- EXERCISE BRIEF: Reproduce exactly the final portion of the data: every line from the one containing "pink headscarf as a single marker per instance." through the last line, inclusive.

- PROVIDED RECORDS:
____

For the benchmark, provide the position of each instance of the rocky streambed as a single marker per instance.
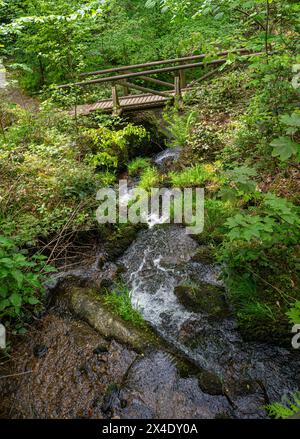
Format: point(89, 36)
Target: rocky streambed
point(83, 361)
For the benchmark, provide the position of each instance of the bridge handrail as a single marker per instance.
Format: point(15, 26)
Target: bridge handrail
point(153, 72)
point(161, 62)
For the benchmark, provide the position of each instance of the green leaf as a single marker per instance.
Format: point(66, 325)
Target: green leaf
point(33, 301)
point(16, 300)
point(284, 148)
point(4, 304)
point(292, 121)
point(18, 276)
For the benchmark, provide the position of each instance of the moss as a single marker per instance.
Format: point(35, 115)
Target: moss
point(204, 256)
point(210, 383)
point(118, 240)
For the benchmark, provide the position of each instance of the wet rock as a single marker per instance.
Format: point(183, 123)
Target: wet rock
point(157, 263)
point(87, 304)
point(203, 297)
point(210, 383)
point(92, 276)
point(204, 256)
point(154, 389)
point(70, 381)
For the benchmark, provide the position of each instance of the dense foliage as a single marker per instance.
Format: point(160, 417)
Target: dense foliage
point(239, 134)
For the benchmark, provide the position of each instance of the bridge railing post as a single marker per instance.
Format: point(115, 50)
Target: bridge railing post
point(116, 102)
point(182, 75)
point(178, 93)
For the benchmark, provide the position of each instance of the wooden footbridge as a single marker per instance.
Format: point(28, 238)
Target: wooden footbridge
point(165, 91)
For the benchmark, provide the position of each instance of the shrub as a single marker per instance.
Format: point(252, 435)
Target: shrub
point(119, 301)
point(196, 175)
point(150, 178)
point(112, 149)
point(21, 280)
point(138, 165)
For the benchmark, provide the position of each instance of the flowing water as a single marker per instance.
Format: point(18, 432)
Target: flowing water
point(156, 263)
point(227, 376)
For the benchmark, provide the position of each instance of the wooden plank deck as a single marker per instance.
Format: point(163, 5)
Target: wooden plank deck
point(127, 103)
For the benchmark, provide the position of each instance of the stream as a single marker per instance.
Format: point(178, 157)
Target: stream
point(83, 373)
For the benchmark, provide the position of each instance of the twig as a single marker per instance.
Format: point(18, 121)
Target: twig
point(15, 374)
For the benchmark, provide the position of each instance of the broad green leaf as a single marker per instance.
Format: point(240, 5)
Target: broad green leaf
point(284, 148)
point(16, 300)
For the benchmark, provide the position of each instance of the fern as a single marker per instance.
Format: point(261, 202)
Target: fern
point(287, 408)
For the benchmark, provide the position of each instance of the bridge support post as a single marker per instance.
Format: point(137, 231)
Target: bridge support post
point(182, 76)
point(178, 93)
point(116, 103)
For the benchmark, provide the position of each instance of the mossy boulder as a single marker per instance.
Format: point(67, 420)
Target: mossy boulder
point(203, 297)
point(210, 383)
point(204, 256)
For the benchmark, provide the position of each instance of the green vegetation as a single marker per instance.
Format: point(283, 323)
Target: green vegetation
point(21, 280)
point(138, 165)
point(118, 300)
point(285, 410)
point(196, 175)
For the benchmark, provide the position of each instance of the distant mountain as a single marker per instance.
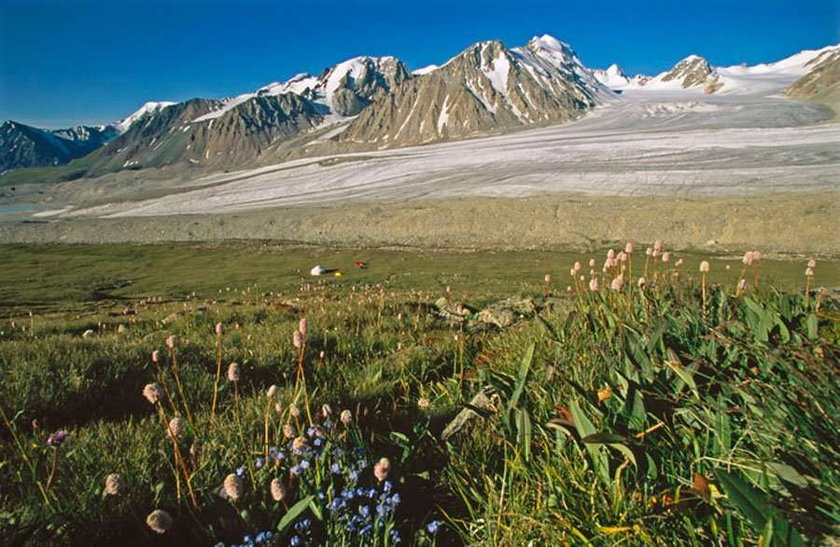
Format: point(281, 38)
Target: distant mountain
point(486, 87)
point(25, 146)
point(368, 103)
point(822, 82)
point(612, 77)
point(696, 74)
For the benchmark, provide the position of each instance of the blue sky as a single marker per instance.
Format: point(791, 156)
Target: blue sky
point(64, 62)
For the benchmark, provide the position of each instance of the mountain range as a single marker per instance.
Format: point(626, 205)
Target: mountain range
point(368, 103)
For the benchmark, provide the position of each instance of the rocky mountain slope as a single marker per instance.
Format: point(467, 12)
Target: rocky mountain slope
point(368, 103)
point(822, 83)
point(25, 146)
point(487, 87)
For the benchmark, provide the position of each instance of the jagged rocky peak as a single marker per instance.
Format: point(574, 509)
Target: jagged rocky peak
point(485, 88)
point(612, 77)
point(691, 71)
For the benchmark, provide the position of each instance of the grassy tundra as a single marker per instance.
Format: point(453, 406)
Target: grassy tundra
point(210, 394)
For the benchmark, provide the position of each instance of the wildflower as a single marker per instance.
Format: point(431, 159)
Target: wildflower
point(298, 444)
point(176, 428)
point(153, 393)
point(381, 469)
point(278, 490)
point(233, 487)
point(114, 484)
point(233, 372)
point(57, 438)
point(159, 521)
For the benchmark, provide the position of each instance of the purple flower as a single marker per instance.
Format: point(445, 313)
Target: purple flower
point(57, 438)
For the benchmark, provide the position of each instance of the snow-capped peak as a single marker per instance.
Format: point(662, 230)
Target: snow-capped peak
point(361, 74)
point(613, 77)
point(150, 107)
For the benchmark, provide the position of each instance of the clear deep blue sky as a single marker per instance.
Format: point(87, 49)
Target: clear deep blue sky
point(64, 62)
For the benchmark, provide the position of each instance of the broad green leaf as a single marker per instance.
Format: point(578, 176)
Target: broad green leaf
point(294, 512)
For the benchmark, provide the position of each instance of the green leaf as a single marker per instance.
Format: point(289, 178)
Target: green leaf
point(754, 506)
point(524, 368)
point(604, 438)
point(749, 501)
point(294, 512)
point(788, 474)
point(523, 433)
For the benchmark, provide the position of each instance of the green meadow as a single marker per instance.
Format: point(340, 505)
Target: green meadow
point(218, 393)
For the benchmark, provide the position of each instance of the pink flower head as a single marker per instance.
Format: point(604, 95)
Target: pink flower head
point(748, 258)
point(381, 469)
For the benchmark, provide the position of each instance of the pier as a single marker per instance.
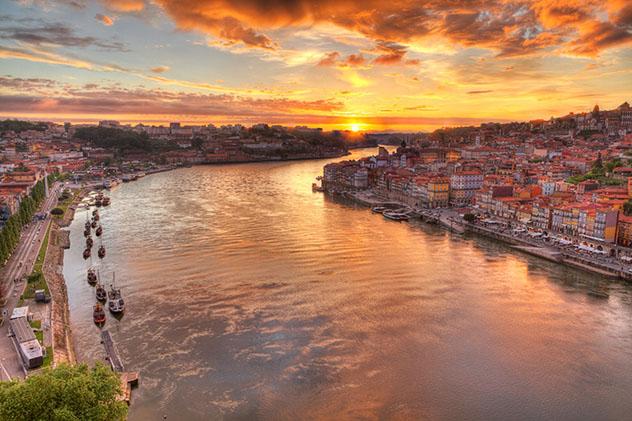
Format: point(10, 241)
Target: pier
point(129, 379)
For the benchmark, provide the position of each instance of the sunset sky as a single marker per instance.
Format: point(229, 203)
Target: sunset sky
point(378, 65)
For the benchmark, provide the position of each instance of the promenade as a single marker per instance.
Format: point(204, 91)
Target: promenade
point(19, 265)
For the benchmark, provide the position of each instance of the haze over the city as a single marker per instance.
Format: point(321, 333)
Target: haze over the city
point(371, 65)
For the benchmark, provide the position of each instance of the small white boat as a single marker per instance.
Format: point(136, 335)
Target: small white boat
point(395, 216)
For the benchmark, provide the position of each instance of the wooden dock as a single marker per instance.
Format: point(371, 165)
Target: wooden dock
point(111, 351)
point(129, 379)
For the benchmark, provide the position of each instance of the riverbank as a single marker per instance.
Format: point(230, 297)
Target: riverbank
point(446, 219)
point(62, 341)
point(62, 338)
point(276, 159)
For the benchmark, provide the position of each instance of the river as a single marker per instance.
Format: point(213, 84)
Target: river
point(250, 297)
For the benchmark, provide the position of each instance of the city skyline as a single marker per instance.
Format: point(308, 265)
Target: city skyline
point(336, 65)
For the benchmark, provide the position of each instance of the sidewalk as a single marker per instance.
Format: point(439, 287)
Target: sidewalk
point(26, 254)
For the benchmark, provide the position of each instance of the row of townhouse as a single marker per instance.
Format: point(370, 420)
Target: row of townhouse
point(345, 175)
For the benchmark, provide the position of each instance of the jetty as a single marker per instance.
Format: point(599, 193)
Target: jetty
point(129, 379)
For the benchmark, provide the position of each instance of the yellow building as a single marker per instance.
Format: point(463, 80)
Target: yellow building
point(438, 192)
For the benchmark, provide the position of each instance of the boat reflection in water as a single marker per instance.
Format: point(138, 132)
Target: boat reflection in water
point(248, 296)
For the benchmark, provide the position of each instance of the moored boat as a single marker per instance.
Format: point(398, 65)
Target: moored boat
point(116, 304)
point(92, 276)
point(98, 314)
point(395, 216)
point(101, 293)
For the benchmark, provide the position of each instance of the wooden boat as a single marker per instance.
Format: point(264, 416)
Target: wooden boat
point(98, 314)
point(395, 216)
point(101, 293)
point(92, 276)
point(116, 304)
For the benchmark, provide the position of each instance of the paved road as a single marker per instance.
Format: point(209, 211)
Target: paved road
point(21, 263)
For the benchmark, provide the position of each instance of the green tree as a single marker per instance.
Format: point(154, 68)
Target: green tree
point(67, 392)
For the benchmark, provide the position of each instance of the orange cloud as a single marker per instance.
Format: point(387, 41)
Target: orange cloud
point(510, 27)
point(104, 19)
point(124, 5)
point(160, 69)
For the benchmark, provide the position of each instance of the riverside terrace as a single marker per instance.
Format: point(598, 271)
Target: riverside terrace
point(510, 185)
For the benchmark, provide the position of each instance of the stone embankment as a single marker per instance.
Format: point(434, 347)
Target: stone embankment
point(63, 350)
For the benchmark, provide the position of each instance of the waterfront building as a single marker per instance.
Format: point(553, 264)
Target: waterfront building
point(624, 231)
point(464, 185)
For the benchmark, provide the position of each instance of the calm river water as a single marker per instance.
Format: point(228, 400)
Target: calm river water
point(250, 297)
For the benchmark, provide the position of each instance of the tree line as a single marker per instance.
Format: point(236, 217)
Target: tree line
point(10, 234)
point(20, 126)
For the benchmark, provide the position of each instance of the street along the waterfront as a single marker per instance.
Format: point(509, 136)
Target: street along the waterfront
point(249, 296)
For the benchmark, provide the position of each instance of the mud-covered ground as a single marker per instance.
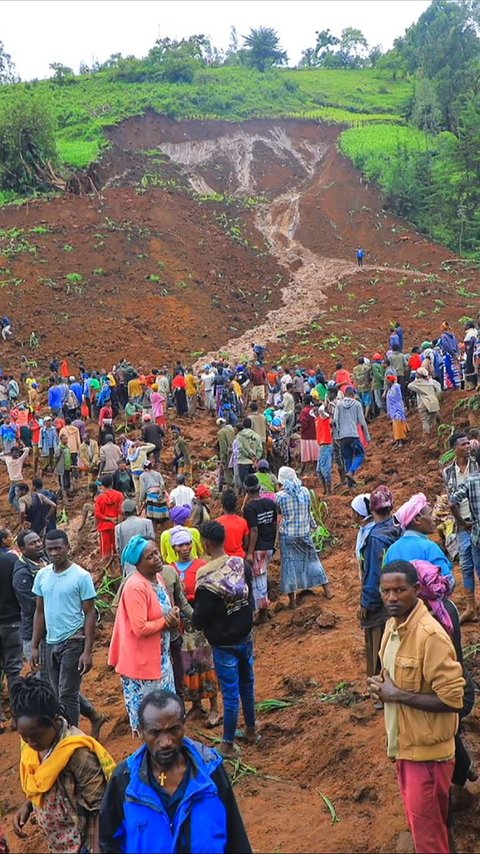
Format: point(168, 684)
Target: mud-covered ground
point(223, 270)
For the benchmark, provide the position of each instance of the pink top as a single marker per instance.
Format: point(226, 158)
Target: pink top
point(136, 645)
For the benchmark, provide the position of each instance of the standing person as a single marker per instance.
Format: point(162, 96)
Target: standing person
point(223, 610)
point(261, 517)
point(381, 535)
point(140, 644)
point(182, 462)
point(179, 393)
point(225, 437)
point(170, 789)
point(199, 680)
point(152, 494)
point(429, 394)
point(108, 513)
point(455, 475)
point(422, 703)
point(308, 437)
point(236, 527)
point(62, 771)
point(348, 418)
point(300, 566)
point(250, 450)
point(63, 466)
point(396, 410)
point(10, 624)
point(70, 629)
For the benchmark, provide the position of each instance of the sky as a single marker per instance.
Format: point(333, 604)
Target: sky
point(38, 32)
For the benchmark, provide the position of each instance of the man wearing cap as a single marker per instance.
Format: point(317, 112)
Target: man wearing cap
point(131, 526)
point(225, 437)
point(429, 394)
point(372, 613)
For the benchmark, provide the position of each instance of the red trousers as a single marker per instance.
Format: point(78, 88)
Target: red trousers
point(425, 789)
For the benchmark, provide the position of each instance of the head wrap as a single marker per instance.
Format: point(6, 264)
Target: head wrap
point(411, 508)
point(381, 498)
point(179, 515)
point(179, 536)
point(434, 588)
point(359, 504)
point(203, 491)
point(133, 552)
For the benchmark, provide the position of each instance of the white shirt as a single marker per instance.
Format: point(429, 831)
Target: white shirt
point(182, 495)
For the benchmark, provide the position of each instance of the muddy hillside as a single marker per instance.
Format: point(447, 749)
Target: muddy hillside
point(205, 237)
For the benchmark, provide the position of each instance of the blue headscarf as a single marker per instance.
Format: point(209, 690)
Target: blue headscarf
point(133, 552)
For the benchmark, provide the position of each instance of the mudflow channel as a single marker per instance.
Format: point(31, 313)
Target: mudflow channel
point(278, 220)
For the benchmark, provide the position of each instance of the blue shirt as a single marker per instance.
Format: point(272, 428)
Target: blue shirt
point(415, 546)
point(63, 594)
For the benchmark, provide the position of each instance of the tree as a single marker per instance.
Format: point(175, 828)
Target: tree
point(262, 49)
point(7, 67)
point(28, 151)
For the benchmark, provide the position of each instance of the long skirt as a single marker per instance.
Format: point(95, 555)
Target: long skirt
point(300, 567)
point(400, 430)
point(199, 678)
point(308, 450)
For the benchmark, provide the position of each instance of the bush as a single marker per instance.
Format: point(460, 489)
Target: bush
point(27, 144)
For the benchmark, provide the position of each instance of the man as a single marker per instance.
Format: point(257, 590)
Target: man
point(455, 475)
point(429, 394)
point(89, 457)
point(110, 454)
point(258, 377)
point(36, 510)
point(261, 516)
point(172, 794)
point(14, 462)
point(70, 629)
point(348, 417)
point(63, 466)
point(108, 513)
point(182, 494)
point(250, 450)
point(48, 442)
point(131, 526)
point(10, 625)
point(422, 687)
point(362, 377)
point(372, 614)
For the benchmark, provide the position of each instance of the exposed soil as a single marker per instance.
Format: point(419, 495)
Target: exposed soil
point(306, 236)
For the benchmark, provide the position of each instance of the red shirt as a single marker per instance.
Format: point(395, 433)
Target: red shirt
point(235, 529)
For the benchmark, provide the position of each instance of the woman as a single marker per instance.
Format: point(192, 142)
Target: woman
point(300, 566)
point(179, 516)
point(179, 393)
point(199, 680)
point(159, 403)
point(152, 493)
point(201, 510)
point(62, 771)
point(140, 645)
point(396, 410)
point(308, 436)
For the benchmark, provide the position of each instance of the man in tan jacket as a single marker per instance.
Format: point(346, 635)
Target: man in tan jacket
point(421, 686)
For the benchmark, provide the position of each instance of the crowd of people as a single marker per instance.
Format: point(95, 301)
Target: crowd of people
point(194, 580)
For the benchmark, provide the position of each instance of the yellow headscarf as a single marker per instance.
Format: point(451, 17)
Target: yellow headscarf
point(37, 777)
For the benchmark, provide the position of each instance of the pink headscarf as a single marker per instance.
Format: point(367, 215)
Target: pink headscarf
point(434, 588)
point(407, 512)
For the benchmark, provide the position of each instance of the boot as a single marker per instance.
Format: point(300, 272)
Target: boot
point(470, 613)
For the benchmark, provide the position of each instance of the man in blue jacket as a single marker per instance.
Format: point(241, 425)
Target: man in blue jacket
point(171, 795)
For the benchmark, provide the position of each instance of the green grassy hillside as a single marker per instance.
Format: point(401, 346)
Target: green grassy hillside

____

- CORRECT ANSWER:
For the benchmark, provide the position of each instance of the pink headscarf as a single marker per instance.
Format: point(367, 215)
Target: pink headscarf
point(434, 588)
point(407, 512)
For the benchmark, provide the position of each instance of the boot as a single marker per instance.
Format: point(300, 272)
Target: boot
point(470, 613)
For the benchmark, provide the position of each instance of the man in blue jacket as a single marker per instance.
Format: point(241, 425)
Target: man in blue jacket
point(171, 795)
For the benchmark, provide the position of each instance of the green grassy hillside as a single marker per instance.
Format: point(401, 346)
Target: green grassy hillside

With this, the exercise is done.